COMPLETE THE FOLLOWING »
#1 In the post on self-learning AI research, what are the steps of the iteration loop it lays out, in order?
#2 According to the post on self-learning AI research, what is the highest barrier to entry for finetuning?

SELECTED EXTRACT »
▬▬▬▬▬▬▬▬▬▬

Some long but hopefully helpful thoughts about self learning these things:
The list is actually in reverse chronological order imo if you are starting from 0.
"familiarity with the AI research landscape" <> "high taste".
I think it starts with reading. Read papers, read discussions on here, ask (dumb) questions. Have a feel for what people are doing, how they think about problems, how they think about the solutions to these problems. Also, get out of tutorial hell/from-scratch hell asap.
Step 2: Congrats, you should now have a somewhat "unique" but still possibly wrong perspective towards AI research. Evals are a good next step.
Start thinking about what you think are gaps in existing literature. Are people evaluating a certain capability wrongly? Are people not evaluating a certain capability at all? Why? Notice that everyone is using the same set of evals because the interesting ones are all proprietary. What do you think is missing?
Step 3: Hopefully, you've come up with an eval that exposes unique and useful failure modes. Now you've got to come up with the solution. Try prompting, ICL, dspy? Only when all of these fail, then try finetuning.
A common misconception is that writing the finetuning code is difficult. I disagree. For most usecases, just use Axolotl, LlamaFactory etc. The highest barrier to entry is the data.
What approach works best for your particular task? Big model distillation? Or are you working with synthetic tasks? What are the latest papers doing? For example, specialised experts seem to be new thing from the Chinese labs. If you are doing RL, what should your reward be like? What are some of the interesting techniques you've come across? Can they be applied to your problem?
Iteration speed is important for learning here. Keep trying out things and see what works and what doesn't. Iteration is so important: read new paper -> does it apply to my task -> implement -> try -> repeat
Miscellaneous:
> Building Agents.
Since most people reading this probably come from a more traditional SWE background, this is the simplest step. It is largely normal SWE, but with an understanding of the current 'meta' and implementing these techniques. As an example: how many tools? Grep or semantic search?

▬▬▬▬▬▬▬▬▬▬

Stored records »
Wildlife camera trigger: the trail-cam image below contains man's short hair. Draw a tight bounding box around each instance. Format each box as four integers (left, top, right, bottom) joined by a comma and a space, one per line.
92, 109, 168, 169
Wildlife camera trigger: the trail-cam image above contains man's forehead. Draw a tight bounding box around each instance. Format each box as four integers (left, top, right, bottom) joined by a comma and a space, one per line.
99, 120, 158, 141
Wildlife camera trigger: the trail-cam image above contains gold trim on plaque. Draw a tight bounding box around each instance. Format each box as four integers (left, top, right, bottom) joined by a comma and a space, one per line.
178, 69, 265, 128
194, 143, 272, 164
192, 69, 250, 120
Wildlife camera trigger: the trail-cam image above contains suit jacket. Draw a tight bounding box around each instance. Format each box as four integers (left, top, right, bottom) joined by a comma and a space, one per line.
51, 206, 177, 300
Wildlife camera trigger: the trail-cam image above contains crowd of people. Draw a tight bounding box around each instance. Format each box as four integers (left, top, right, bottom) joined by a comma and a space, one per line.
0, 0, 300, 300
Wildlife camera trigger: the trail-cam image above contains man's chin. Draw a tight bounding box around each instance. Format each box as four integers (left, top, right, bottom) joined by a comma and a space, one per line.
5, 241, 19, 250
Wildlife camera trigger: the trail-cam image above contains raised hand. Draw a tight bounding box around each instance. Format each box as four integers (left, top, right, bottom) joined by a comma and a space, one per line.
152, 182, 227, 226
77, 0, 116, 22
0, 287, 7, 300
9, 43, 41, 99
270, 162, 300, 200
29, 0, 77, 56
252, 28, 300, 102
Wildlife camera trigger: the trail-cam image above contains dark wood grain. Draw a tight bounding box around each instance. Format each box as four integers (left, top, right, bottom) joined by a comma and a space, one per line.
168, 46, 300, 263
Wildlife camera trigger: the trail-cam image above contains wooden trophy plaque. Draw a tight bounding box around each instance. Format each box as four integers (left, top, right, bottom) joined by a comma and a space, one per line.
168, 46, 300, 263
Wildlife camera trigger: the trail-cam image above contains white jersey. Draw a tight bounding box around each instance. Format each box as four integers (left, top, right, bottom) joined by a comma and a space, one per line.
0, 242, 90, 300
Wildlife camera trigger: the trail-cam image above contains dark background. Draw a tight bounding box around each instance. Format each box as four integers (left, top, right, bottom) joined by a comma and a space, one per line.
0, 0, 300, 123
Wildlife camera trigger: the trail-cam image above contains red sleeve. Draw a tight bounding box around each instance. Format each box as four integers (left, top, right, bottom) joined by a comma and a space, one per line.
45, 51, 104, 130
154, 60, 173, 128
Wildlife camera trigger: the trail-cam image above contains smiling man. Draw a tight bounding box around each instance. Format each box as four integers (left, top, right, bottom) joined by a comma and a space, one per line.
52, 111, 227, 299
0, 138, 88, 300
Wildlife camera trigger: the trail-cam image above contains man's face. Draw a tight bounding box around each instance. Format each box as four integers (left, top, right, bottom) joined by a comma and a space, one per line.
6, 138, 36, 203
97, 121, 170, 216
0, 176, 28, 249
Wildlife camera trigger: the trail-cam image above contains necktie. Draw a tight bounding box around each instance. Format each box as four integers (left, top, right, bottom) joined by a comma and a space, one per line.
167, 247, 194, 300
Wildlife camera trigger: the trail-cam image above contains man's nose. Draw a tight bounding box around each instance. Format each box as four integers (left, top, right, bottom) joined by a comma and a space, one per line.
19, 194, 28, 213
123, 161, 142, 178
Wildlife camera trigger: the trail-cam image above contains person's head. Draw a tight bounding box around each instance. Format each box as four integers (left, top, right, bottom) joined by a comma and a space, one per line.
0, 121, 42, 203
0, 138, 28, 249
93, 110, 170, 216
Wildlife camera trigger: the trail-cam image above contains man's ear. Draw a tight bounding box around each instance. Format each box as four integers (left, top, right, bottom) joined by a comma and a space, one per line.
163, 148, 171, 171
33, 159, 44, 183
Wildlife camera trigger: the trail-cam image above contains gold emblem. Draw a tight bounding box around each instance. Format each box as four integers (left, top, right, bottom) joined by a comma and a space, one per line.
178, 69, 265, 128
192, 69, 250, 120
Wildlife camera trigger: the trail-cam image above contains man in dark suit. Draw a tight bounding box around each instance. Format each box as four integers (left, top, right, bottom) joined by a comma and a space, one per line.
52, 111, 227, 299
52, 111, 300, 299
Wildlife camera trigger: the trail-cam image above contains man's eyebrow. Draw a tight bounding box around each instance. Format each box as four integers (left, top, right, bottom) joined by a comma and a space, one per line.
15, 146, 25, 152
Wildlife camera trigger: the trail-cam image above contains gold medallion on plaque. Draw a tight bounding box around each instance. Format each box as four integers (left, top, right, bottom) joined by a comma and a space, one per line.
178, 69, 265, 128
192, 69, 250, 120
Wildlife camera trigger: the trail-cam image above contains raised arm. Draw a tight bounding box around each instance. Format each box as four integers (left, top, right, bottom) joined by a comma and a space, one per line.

▬▬▬▬▬▬▬▬▬▬

REPLIES »
#1
1. Read new paper
2. Does it apply to my task
3. Implement
4. Try
5. Repeat

#2 The data.